**Selected text**.
──────────

Page 1 of
2 ASIA HAND Dimming
peace prospects for southern
Thailand By Shawn W Crispin
BANGKOK - On January 16, Thai court
officials agreed to release on bail 16 Muslim
suspects, most of whom had been apprehended and
detained in the aftermath of an October 2004 fatal
melee between local Muslims and security forces in
front of a provincial police station in the
southern Thai city of Tak Bai.
Eight of
those suspects, all Islamic religious teachers,
recently
failed to show up for a
scheduled court hearing and are now officially
considered missing. What's unclear is whether the
suspects fled to join insurgent groups or instead
were nabbed and "disappeared" by wayward Thai
security officials, as some international monitors
fear.
Such murky incidents were
commonplace during former prime minister Thaksin
Shinawatra's heavy-handed administration, which
pursued a tough securitization policy toward the
restive Muslim-majority southern region; there
were widespread allegations of state-sanctioned
torture and disappearances. However, those
heavy-handed tactics were supposed to be a thing
of the past under Thailand's new
military-appointed government.
Coup leader
and army commander General Sonthi Boonyaratklin
vowed upon seizing power last September that his
ruling Council for National Security (CNS) would
seek to negotiate a settlement with the various
Muslim insurgent groups behind the violence,
including the Pattani United Liberation
Organization (PULO), the Barisan Revolusi
Nasional-Koordinasi (BRN-C), Bersatu, and the
Gerakan Mujahideen Islami Pattani (GMIP).

──────────

**Material provided**.

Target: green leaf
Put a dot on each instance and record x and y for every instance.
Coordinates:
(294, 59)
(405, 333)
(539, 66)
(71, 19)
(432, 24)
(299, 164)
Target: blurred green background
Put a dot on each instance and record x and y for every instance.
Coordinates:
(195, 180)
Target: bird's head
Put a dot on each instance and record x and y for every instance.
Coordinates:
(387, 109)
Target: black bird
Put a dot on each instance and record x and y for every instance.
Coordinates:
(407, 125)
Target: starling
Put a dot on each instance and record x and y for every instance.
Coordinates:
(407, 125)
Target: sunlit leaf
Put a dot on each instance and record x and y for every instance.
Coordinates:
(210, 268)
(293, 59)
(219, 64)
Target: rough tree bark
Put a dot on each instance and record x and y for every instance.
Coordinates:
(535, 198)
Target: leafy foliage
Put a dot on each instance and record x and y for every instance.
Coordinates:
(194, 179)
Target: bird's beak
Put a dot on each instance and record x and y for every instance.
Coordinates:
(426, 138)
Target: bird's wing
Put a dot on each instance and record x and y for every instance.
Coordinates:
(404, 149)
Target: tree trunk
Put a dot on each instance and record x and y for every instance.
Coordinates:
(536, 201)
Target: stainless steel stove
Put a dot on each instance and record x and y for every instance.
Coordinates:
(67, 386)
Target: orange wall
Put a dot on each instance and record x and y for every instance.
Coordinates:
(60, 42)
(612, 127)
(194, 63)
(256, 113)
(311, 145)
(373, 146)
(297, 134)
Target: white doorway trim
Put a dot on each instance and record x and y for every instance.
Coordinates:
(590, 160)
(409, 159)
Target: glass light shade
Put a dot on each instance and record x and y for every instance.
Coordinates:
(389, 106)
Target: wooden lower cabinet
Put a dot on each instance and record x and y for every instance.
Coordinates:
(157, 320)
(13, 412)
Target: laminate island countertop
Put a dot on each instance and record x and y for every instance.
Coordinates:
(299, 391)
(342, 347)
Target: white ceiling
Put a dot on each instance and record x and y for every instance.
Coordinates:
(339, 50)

──────────

**Objectives**.
(a) Reproduce the passage of the article on southern Thailand starting with "Coup leader" and going on through "Islami Pattani (GMIP).".
(b) Go on with the article on peace prospects in southern Thailand, picking up after its last sentence.

**Answers to the tasks**.
(a)
Coup leader
and army commander General Sonthi Boonyaratklin
vowed upon seizing power last September that his
ruling Council for National Security (CNS) would
seek to negotiate a settlement with the various
Muslim insurgent groups behind the violence,
including the Pattani United Liberation
Organization (PULO), the Barisan Revolusi
Nasional-Koordinasi (BRN-C), Bersatu, and the
Gerakan Mujahideen Islami Pattani (GMIP).

(b)
As a fellow Muslim, many took heart that
Sonthi's military-led government would move to
ease the spiraling conflict, which has so far
claimed more than 2,300 lives, mostly Thai
soldiers, officials, teachers and intelligence
operatives. Significantly, Sonthi failed to lift
the blanket immunity from prosecution Thai
security forces have operated under since Thaksin
enacted an emergency decree in 2005, meaning
aggrieved Thai Muslims still have no legal
recourse against security forces that abuse their
power.
Five months after the coup, it
seems instead that the Thai army under the CNS is
still pursuing a military rather than mediated
solution to the conflict. Sonthi's inability to
halt the violence notably gives the lie to earlier
academic theories [1] that military officials
loyal to the crown and disloyal to Thaksin had
first cynically provoked the violence to discredit
his administration as inept in its handling of
national-security issues. Since Thaksin's ouster,
the conflict has intensified, not subsided, in
several geographical areas.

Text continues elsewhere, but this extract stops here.